▸ Requisitos do exercício
a) No texto sobre o Porto Maravilha, por qual valor o consórcio Porto Novo contratou a Comlurb para a coleta de lixo?
b) Transcreva do texto sobre o Porto Maravilha tudo o que vai de "Porto Maravilha de" até "a incorporação imobiliária.".

▸ Trecho fornecido
--

O consórcio público já previa o mecanismo de Operação Urbana Consorciada, presente no Estatuto da Cidade. Ele é viabilizado mediante a venda de Certificados do Potencial Adicional de Construção, os Cepacs, que autorizam a construção de andares acima do limite definido pelo zoneamento da cidade. Eles funcionam como um “terreno virtual” que pode ser vendido na bolsa de valores. No caso do Porto Maravilha, os Cepacs quase dobraram a área edificável – para cima. Até agora, metade dos títulos foi negociada no mercado, e cerca de 10% foram de fato construídos.
Porto Maravilha de hoje, proposto pelas empreiteiras, segue algumas recomendações do Ministério das Cidades, como a adoção do modelo baseado na comercialização de Cepacs. Mas a diferença é gritante, sobretudo no papel do governo federal na administração: de acordo com a proposta das empresas, toda negociação para as intervenções na área se daria com os poderes locais. A União apenas abriria mão dos terrenos para a incorporação imobiliária.
De fato, com a PPP do Porto Maravilha firmada com a prefeitura, as empreiteiras assumiram serviços básicos que são de responsabilidade do município, como a manutenção e a limpeza dos espaços públicos, a sinalização de vias, a iluminação. “Se você quer resolver qualquer coisa, você se dirige ao Porto Novo”, afirma Maria de Fátima Lima em depoimento ao “100”, projeto da Pública sobre remoções no “Rio olímpico”. “Tudo aqui na região portuária é com o Porto Novo: eles que cortam, mandam plantar, mandam iluminar”, critica a ex-moradora do morro da Providência. No caso da coleta de lixo, o consórcio Porto Novo contratou para o serviço a própria empresa pública de limpeza urbana do município (Comlurb) pelo valor de R$ 19 milhões.
Após a operação no porto, a prefeitura carioca pretende agora expandir o modelo de PPP em grandes operações urbanas para outras regiões. Já há planos para replicar o modelo na zona oeste, em uma área que corresponde a quase um quarto do Rio de Janeiro. O Porto Maravilha virou vitrine.

--

[Itens armazenados]
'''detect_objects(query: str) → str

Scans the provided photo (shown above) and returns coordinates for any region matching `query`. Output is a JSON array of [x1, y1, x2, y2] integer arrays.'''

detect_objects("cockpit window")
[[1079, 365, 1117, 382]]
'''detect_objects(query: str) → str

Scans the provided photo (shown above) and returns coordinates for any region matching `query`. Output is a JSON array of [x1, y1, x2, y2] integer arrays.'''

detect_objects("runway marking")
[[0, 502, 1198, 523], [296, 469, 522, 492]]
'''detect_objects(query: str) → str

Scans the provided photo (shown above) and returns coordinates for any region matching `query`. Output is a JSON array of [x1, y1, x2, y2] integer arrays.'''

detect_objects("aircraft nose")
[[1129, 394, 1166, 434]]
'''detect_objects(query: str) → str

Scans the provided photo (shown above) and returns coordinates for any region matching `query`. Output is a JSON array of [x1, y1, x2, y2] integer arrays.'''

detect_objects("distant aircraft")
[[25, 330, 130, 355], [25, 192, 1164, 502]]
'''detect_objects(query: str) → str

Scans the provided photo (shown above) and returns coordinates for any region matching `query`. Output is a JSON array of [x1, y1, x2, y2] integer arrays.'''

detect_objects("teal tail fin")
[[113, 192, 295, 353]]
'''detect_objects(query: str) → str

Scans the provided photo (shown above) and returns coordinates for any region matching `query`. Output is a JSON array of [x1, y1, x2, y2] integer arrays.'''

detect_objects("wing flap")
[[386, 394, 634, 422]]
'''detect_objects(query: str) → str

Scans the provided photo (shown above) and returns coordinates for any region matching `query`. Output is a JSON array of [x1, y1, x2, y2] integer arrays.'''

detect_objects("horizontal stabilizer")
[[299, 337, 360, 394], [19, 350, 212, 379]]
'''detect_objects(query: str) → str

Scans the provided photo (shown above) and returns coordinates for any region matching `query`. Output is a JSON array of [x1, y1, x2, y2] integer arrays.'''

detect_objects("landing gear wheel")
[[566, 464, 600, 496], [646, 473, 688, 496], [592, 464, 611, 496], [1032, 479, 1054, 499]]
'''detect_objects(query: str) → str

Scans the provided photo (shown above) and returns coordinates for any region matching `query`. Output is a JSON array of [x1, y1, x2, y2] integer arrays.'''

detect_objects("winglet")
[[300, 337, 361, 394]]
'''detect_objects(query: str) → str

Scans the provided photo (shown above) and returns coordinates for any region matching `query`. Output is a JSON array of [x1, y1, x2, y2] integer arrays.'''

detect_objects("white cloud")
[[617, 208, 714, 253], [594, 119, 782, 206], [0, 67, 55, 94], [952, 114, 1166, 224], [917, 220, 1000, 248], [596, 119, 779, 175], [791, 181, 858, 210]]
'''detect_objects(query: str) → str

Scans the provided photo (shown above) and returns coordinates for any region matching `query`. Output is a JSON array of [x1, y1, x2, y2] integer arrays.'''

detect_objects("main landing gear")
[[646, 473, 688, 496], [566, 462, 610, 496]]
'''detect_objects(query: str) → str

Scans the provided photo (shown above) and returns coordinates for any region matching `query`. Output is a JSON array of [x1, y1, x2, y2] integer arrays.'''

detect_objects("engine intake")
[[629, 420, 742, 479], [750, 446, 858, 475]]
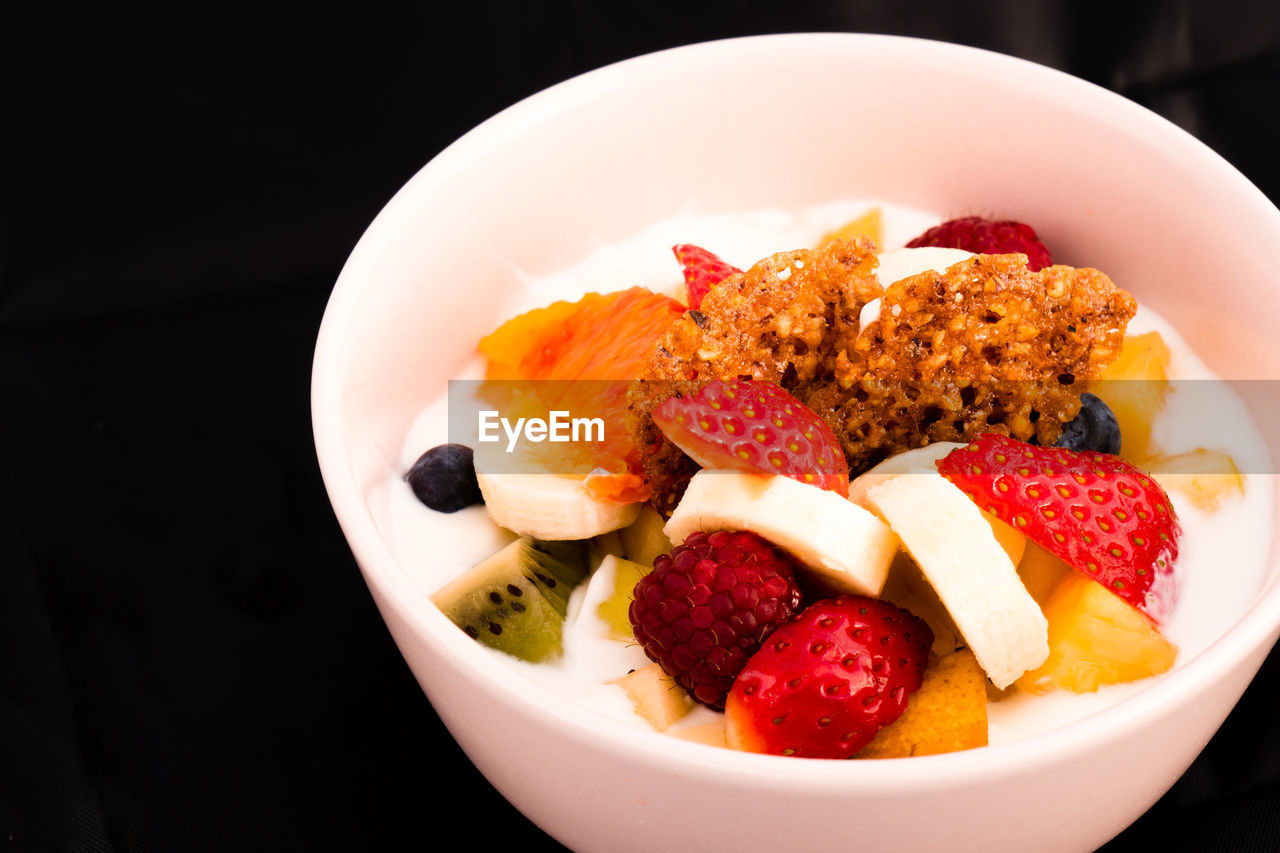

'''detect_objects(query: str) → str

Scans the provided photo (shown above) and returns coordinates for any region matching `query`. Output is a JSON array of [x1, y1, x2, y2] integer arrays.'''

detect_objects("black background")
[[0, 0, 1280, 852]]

--

▸ Respostas das tarefas
a) Por R$ 19 milhões.

b)
Porto Maravilha de hoje, proposto pelas empreiteiras, segue algumas recomendações do Ministério das Cidades, como a adoção do modelo baseado na comercialização de Cepacs. Mas a diferença é gritante, sobretudo no papel do governo federal na administração: de acordo com a proposta das empresas, toda negociação para as intervenções na área se daria com os poderes locais. A União apenas abriria mão dos terrenos para a incorporação imobiliária.